• **Поставленные задания**:
• A. Что, согласно фрагменту о преемниках Сталина, заметил Черчилль в 1946 году?
• B. Продолжите фрагмент о преемниках Сталина и холодной войне после его последнего предложения.

Дипломатия — страница 137 из 234

[714]. В то же время подозрительность преемников Сталина в отношении Запада перевешивалась сиюминутными потребностями отчаянной схватки друг с другом за власть. Даже если бы новое руководство жаждало передышки в холодной войне, каждый претендент на власть знал, что дипломатическая гибкость может оказаться фатальной, пока он не добьется абсолютной власти. Но они чувствовали себя неспокойно из-за продолжающейся напряженности. В 1946 году Черчилль заметил, что Сталин хочет получить плоды войны без войны; в 1953 году преемники Сталина хотели получить плоды ослабления напряженности, не желая идти или не будучи способны идти на какие-либо уступки. В 1945 году Сталин создал дипломатический тупик, чтобы сохранить переговорные преимущества перед Западом; в 1953 году его преемники нашли пристанище в дипломатическом тупике, чтобы сохранить свои возможности в отношении друг друга.

Когда государственные деятели хотят выиграть время, они предлагают переговоры. 16 марта, немногим более недели после смерти диктатора, Маленков, ставший тогда премьер-министром, призвал к переговорам, не конкретизируя их содержания:


«В настоящее время нет таких запутанных или нерешенных вопросов, которые нельзя было бы решить мирными средствами на основе взаимной договоренности заинтересованных стран. Это касается наших отношений со всеми государствами, включая Соединенные Штаты Америки»[715].


Но Маленков не сделал никаких конкретных предложений. Новые советские руководители не были уверены в том, как именно следует добиваться ослабления напряженности, и обладали гораздо меньшим авторитетом, чем Сталин, в деле выработки новых подходов. В то же самое время новая администрация Эйзенхауэра так же опасалась предложений относительно переговоров с Советами, как и Советы относились к уступкам американцам.

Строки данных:
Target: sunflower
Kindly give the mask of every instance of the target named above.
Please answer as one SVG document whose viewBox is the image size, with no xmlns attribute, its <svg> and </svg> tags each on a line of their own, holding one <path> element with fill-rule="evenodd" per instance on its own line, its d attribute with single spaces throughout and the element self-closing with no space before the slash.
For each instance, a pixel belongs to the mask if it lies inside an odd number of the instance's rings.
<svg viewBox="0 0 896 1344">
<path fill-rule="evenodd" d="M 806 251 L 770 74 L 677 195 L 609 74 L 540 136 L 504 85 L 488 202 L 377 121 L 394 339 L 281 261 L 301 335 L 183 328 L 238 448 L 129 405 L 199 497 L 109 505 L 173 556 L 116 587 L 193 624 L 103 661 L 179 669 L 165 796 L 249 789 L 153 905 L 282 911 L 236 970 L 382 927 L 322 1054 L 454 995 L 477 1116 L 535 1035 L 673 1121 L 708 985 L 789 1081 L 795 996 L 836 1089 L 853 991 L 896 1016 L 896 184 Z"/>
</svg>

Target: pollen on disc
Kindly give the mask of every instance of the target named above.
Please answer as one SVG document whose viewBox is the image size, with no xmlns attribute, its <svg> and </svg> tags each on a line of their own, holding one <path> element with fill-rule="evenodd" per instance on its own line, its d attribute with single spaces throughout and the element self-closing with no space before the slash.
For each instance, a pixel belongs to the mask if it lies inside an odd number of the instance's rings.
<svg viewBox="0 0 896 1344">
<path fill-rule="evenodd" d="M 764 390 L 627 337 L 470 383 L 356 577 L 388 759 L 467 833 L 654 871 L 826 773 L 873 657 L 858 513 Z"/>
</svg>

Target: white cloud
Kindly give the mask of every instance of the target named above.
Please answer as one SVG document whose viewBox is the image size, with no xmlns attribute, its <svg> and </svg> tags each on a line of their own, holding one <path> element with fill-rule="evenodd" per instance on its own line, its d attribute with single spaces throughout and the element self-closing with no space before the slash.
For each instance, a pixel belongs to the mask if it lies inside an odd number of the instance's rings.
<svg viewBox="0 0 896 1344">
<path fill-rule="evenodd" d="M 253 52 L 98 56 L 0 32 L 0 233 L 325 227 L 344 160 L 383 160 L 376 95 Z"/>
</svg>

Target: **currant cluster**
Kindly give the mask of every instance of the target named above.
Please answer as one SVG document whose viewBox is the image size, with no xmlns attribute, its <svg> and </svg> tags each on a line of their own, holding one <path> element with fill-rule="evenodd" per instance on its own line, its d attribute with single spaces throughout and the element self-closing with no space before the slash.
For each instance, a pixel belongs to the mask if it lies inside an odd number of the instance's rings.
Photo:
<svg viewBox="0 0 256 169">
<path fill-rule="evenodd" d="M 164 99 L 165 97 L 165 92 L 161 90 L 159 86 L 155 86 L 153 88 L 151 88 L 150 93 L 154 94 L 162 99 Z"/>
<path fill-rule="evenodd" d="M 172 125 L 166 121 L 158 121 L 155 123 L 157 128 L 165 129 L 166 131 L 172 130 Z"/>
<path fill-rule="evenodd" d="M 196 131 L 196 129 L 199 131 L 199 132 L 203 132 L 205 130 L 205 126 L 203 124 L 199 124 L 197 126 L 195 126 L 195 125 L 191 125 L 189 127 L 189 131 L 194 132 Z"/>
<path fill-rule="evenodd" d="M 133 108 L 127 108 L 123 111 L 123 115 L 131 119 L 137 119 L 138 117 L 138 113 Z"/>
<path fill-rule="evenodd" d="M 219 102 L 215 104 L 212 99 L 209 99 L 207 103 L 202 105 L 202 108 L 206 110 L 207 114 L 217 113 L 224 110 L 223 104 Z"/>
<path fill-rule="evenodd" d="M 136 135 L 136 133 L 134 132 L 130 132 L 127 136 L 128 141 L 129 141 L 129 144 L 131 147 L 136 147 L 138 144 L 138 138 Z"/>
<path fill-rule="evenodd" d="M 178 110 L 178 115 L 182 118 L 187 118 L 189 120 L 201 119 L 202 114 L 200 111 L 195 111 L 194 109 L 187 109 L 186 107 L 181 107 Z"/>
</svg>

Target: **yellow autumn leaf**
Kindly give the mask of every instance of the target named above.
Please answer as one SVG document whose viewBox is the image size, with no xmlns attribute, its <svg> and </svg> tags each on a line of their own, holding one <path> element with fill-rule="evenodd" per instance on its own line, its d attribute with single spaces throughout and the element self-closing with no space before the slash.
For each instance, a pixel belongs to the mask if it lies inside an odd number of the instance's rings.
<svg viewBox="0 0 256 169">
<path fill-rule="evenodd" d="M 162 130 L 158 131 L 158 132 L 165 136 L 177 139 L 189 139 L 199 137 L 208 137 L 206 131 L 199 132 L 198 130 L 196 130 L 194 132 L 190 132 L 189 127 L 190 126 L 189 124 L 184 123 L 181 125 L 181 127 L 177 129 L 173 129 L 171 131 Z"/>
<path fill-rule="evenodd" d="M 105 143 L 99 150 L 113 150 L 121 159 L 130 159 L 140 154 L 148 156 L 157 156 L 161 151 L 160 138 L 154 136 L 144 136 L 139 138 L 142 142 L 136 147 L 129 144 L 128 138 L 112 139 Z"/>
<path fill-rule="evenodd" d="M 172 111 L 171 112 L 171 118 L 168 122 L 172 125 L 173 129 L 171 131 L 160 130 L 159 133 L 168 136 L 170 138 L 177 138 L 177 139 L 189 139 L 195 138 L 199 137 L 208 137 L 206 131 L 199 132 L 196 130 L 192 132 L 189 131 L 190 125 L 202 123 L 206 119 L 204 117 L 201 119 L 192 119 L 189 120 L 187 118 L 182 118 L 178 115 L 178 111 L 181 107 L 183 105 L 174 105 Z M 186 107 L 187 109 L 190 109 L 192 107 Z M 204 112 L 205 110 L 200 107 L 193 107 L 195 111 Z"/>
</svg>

• **Ответы по заданиям**:
• A. Что Сталин хочет получить плоды войны без войны.

• B.
Причины этих опасений были одинаковы по обе стороны разделительной линии — и Советский Союз, и Соединенные Штаты страшились неизведанных территорий. У каждой стороны были свои трудности, связанные с приспосабливаемостью к изменениям, происшедшим в международной обстановке после окончания войны. Кремль боялся, что отдать Восточную Германию — как и поколением позднее — будет означать разрыв орбиты сателлитов. Если же не отдавать Восточную Германию, то тогда и не светит действительное ослабление напряженности. А Соединенные Штаты были озабочены тем, что начало дискуссий по Германии подорвет НАТО изнутри и, по существу, придется обменять альянс на конфронтацию.

Для того чтобы решить, упустил ли Запад на самом деле какую-либо возможность сразу после смерти Сталина, следует ответить на три вопроса. Мог ли Североатлантический альянс вести крупные переговоры с Советским Союзом и не распасться? Мог ли Советский Союз в случае нажима на него пойти на значительные предложения? Могло ли советское руководство воспользоваться переговорами как средством для прекращения вооружения Германии и западной интеграции, не отдавая на деле восточногерманского сателлита и не ослабляя хватки в Восточной Европе?

Американские руководители были правы в своей оценке того, что фактический задел на победу на переговорах исключительно мал. Нейтральная Германия могла представлять собой либо опасность, либо объект шантажа. В дипломатии бывают такие эксперименты, на которые нельзя идти, поскольку неудача влечет за собой необратимый риск. А риск краха всего, созданного в рамках Североатлантического альянса, представлялся существенным.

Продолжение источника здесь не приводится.